# The request
Rewrite the material below as a numbered list, one line per item, with blank lines and the pictures left out.
=-=-=
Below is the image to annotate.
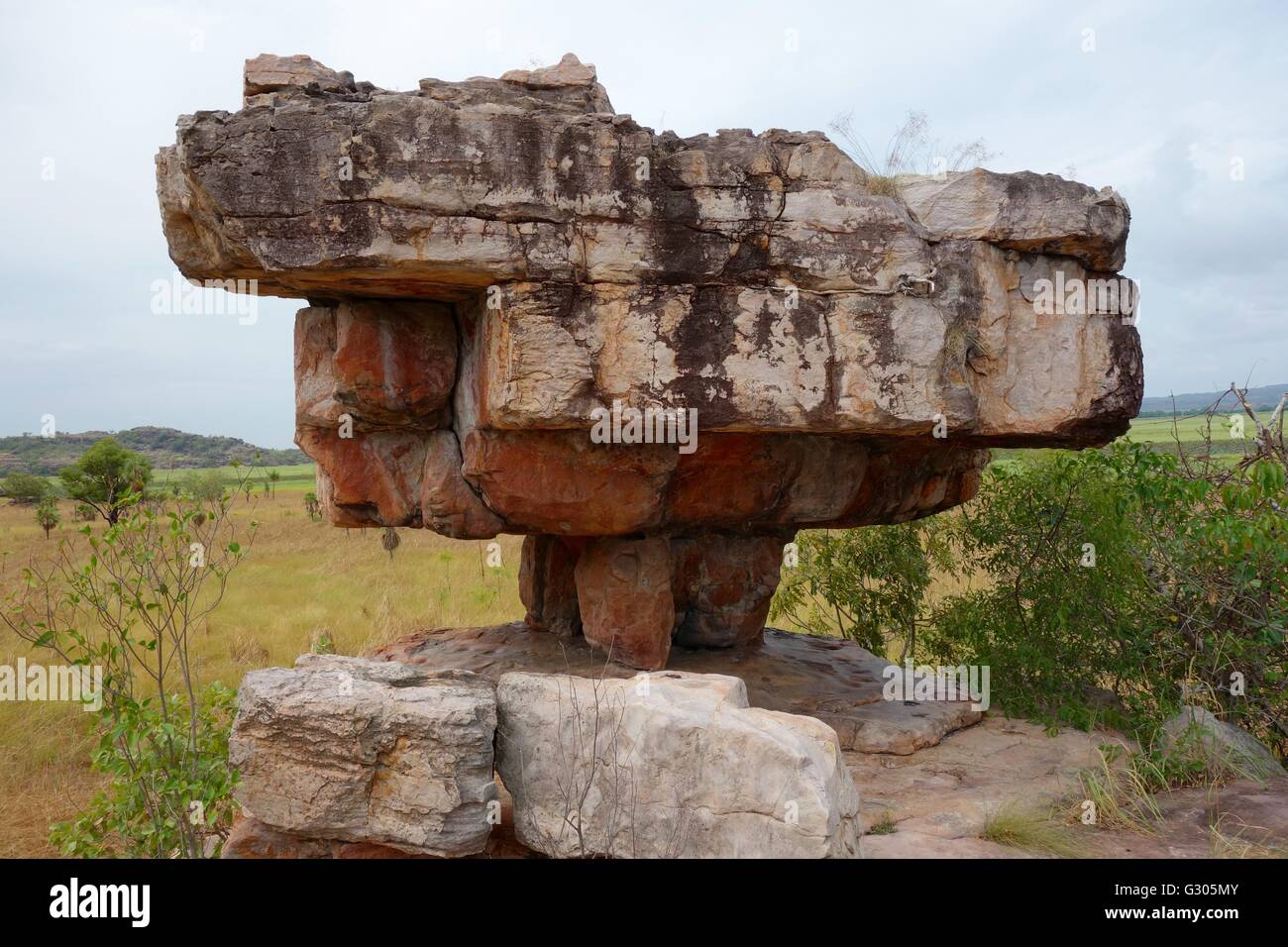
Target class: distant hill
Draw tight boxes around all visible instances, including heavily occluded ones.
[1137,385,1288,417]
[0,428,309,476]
=-=-=
# Written response
1. Below is the image to annotate.
2. Target class: distant hill
3. Draw tight boxes around all visible instances, including heavily occluded ones.
4. [1137,385,1288,417]
5. [0,428,309,476]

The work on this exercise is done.